START Data records

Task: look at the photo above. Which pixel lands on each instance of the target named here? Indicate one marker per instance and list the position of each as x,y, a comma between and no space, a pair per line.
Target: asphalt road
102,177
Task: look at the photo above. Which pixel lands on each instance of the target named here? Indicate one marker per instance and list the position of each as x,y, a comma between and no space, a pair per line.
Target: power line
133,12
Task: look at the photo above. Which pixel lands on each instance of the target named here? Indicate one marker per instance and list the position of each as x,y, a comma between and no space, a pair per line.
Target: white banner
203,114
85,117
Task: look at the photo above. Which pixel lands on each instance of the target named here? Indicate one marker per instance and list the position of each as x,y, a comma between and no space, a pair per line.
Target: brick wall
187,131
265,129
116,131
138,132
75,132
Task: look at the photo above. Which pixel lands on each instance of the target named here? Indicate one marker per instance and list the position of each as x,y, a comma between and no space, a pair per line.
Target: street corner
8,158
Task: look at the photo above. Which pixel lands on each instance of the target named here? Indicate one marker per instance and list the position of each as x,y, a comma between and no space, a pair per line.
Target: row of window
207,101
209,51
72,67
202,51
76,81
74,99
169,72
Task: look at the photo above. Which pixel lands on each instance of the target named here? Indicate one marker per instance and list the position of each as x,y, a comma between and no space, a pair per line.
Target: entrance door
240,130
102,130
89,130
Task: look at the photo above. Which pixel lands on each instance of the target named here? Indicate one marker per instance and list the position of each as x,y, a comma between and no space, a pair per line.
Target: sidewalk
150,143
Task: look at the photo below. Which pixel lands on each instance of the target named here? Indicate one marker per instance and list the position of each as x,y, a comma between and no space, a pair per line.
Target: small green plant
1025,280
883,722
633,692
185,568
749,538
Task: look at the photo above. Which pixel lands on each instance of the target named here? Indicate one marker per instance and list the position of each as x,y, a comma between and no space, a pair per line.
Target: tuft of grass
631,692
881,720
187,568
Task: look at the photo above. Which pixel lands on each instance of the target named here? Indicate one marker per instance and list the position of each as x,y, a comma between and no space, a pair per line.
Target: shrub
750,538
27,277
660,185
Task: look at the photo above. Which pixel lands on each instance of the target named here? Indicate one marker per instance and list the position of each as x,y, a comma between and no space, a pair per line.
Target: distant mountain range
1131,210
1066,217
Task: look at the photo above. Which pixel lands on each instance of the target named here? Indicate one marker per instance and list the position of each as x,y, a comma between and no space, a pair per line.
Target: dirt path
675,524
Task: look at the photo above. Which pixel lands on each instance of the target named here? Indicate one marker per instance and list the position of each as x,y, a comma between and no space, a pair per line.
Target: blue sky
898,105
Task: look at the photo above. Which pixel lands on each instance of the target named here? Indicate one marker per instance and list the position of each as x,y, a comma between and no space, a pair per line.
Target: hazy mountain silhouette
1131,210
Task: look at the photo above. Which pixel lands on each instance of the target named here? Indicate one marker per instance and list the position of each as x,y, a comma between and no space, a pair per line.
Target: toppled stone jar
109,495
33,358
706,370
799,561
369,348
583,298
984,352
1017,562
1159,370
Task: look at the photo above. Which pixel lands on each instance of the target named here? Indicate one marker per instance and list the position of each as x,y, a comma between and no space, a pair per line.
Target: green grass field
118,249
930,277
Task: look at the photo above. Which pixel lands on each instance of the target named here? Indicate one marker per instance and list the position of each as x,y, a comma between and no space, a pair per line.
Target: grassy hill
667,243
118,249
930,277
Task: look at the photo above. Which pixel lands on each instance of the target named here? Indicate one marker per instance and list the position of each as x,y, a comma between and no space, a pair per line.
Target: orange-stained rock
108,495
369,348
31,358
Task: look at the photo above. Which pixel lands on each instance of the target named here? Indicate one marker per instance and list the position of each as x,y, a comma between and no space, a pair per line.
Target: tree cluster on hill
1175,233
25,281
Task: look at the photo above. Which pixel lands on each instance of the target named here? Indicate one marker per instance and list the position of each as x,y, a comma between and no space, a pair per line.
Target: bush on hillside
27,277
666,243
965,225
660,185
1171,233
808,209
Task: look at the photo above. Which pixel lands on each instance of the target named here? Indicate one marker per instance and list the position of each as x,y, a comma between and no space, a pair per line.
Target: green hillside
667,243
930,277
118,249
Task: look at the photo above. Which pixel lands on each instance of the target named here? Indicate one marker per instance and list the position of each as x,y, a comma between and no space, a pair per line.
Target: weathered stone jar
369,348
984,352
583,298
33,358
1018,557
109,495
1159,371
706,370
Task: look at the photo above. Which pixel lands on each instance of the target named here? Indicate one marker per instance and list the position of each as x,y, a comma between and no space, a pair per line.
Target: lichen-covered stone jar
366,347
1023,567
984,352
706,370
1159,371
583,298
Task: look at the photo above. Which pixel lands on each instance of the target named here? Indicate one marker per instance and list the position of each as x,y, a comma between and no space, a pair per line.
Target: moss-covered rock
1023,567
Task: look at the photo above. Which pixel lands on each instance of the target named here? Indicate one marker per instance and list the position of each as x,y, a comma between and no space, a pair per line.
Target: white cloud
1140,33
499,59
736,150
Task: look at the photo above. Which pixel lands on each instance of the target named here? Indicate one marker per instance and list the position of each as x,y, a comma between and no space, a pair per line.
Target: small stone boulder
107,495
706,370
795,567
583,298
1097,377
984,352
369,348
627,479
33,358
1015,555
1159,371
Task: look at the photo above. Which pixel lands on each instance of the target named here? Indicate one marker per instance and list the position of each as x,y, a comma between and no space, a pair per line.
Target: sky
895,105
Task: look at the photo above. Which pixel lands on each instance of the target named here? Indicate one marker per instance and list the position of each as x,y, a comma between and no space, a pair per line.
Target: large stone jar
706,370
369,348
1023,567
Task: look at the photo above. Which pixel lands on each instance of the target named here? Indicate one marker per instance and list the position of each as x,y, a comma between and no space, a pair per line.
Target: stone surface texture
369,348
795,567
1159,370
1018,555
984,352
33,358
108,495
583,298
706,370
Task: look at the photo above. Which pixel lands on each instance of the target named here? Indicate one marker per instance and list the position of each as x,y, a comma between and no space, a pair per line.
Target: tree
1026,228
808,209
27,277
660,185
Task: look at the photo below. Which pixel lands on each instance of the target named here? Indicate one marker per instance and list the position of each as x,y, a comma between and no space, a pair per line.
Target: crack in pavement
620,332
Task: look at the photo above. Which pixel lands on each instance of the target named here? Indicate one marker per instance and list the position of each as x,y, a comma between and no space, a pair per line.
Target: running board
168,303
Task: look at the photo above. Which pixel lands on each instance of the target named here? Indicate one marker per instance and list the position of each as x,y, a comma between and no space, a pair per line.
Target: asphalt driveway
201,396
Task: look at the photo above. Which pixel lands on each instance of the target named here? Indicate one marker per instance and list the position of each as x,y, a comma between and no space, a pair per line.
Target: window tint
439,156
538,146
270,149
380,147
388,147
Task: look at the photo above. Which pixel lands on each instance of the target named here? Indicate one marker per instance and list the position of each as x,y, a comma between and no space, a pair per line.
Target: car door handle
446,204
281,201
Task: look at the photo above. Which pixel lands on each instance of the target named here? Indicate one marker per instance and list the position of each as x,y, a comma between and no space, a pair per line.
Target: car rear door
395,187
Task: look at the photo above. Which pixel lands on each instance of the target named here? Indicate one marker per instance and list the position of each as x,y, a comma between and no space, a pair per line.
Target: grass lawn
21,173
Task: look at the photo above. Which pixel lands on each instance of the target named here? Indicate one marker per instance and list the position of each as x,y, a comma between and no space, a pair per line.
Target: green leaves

END Data records

• _Task goal_
Copy out all the records exactly.

• _Solved problem_
Task: look at the photo above. Which pixel lands on each instance of the target named here? Indicate one marker per instance and list the position of each as x,y, a comma between and no space, a pair per line.
Target: asphalt road
102,177
Task: look at the photo above. Which pixel lands on each instance of the target named here? Indicate one marker per instance and list the position of each as x,y, a comma between and no space, a pair per line.
Target: power line
133,12
Task: look at the photo above. Which pixel lands on each instance of the target named here? Indicate one marker per instance and list the position of each as x,y, a comma between and no space, a pair per line.
Target: white banner
203,114
85,117
Task: look at the photo above. Which pixel lands on each instance of the target named here? Indicate one marker per instance and list the position of each as x,y, a comma between and no space, a pair per line.
Target: brick wall
187,131
265,129
116,131
138,132
75,132
Task: look at the photo above. Which pixel lands on each instance of the target named here? Indicate one marker per instance and list the position of each as x,y, a comma between and no space, a pair per line.
Target: street corner
8,158
Task: look at the photo above. Which pixel lands on each instance of the target named here? Indicate one marker per instance and list the position of each as x,y, a comma between and no space, a pair per line.
Target: row of window
207,101
209,51
72,67
202,51
76,81
74,99
169,72
Task: look at the photo above. Which pixel lands on each instance of the target named here? Indicate one marker per instance and list the position of each as x,y, a comma between and no space, a pair per line.
Target: entrance door
240,130
102,130
89,130
Task: look at the photo above. Which pixel lands on each instance of the target named here? Indicate one marker per instance and list the position of each as x,y, a comma between and no space, a pair per line.
Target: sidewalk
150,143
Task: look at the photo below. Which pixel lands on each instance of the target named here? Indicate one marker per instance and list the position of each as x,y, a comma between and no space, a pair per line.
Target: small green plant
1025,280
883,722
633,692
185,568
749,538
Task: look at the photo above. Which pixel lands on each instance of the target named here? Indicate one marker per instance and list the position of each as x,y, a comma between and no space, a pair per line.
Target: tuft of grass
631,692
881,720
187,568
Task: look at the photo above. Which pixel lands on each instance of the target named here? Indicate one marker per instance and list the position of each as x,y, a comma between and no space, a pair per line.
Target: shrub
750,538
27,277
660,185
Task: look at the photo above. Which pixel lands on each instance of the target named here? Indicate one marker per instance and list the position of each as x,y, a comma between and no space, a pair per line.
Target: distant mountain range
1131,210
1066,217
Task: look at the photo above. Which pixel lands on each instance of the target named here? Indicate one marker per instance and list the position of each as x,y, a comma between and no space, a pair per line.
Target: dirt path
675,524
Task: look at the photo above. Which pixel lands on each instance of the target named here? Indicate one marker per instance and list the position of each as x,y, a comma between and no space, a pair per line.
Target: blue sky
898,105
Task: look at the photo above. Which pixel lands on each instance of the target named here? Indicate one marker per instance and list the position of each as x,y, a comma between and no space, a pair per line.
Target: hazy mountain silhouette
1131,210
Task: look at the photo above. Which pixel lands on each instance of the target named here? Indicate one marker per instance and list the position of each as x,y, a comma between and no space, a pair per line.
Target: toppled stone jar
109,495
33,358
706,370
799,561
369,348
583,298
984,352
1017,562
1159,370
Task: look at the photo above. Which pixel lands on each instance of the target named here? Indicate one marker per instance and list the position of each as x,y, a comma between and no space, a pair per line.
Target: green grass field
118,249
930,277
Task: look at the photo above. Which pixel lands on each instance of the target named here? Indicate one marker per instance and list the position of each as x,y, a comma between and no space, a pair per line.
Target: grassy hill
667,243
118,249
930,277
Task: look at the photo above. Which pixel lands on each instance of the target named here? Indicate one marker per instance and list the position of each as x,y, a comma between and no space, a pair per line.
Target: orange-stained rock
108,495
369,348
31,358
Task: look at the photo above. Which pixel lands on each instance of the target named here? Indicate one marker per instance and list the position of each as x,y, a comma between and no space, a pair per line.
Target: tree cluster on hill
1175,233
25,281
Task: look at the photo above. Which pixel lands on each instance of the target named here? Indicate one marker per instance and list the position of each as x,y, a comma between and no space, a pair per line.
Target: bush on hillside
27,277
666,243
965,225
660,185
1171,233
808,209
Task: look at the photo above. Which pixel lands on each instance of the target named here? Indicate one marker per instance and list the position of each as x,y, a comma between and no space, a pair per line.
Target: green hillside
667,243
930,277
118,249
Task: look at the photo above. Which pixel lands on each instance of the target named here? Indicate one marker per instance and list the position of each as x,y, a comma between and no space, a pair per line.
Target: weathered stone jar
369,348
984,352
583,298
33,358
1018,557
109,495
1159,371
706,370
Task: look at the photo above. Which pixel lands on each instance of the target named here? Indicate one marker per instance and list the position of each as x,y, a comma between and no space, a pair per line.
Target: lichen-covered stone jar
366,347
1023,567
984,352
706,370
1159,371
583,298
Task: look at the photo above. Which pixel lands on each instance of the target named here? Indicate one marker per instance and list the position of each as x,y, a comma between and no space, a pair per line.
Target: moss-covered rock
1023,567
Task: look at the photo above. Which pixel lands on each instance of the target named here? Indicate one marker per instance and list the position of each as x,y, a comma between and no space, a pair per line.
Target: white cloud
1140,33
499,59
736,150
Task: look at the photo above. Which pixel lands on each instance of the target named here? Indicate one marker per instance and list the position of each as x,y, a comma between and no space, a pair per line.
Target: small stone boulder
107,495
706,370
795,567
583,298
1097,377
984,352
369,348
627,479
33,358
1015,555
1159,371
Task: look at the photo above. Which pixel lands on each instance of the target named here? Indicate one marker per instance and list the position of each as x,y, a comma between and no space, a pair per line.
Target: sky
895,105
Task: look at the photo above. Which pixel lands on each instance of the target named here? Indicate one marker per instance and list the position of each as x,y, a comma between and no space, a pair per line.
Target: large stone jar
706,370
369,348
1023,567
Task: look at the photo above. Which pixel lands on each instance of the target named here? Indicate one marker per instance and list the position of each as x,y, a comma between and no space, a pair per line.
Target: stone surface texture
369,348
795,567
1159,370
1018,555
984,352
33,358
108,495
583,298
706,370
Task: look at the photo above. Which pixel lands on each instance of the target named here? Indicate one marker per instance and list the position of each as x,y, a comma between and no space, a pair per line.
Target: tree
1026,228
808,209
27,277
660,185
Task: look at the photo below. Which pixel lands on each instance of the target named here? Indicate one marker per instance and list the position of each as x,y, a comma between and no space, a pair per line.
Target: crack in pavement
620,332
Task: look at the photo above. Which pixel lands on each instance of the target named here? Indicate one marker per instance and list the position of each as x,y, a comma between and no space, a pair per line.
Target: running board
168,303
Task: look at the photo above. Which pixel lands on each instance of the target named here? Indicate one marker per instance and list the position of each as x,y, a comma between and no space, a pair per line.
Target: asphalt driveway
201,396
Task: look at the photo above. Which pixel lands on each instance of the target named here? Indicate one marker per instance and list the position of each as x,y, a comma between and no space, a pair per line.
Target: window tint
439,156
538,146
270,149
380,147
388,147
Task: look at the photo above. Which pixel lands on each instance of the target named here? Indicate one marker per instance and list the position of each as x,y, a comma between and no space, a pair per line.
Target: car door handle
446,204
281,201
Task: look at the photo above. Which pixel lands on each instance of the target named here? Indicate one marker per instance and list the position of each as x,y, a comma between and no space, a pair per line.
Target: car rear door
395,187
Task: look at the photo above. Which pixel lands on each instance of the target named here? Indicate one marker per instance and list the position of each as x,y, a comma between and no space, a pair per line.
Target: grass lawn
21,173
Task: look at the photo above. Which pixel lands on each instance of the target named here? Indicate one marker per instance and list the position of each as x,y, a comma between and no space, a pair per line.
Target: green leaves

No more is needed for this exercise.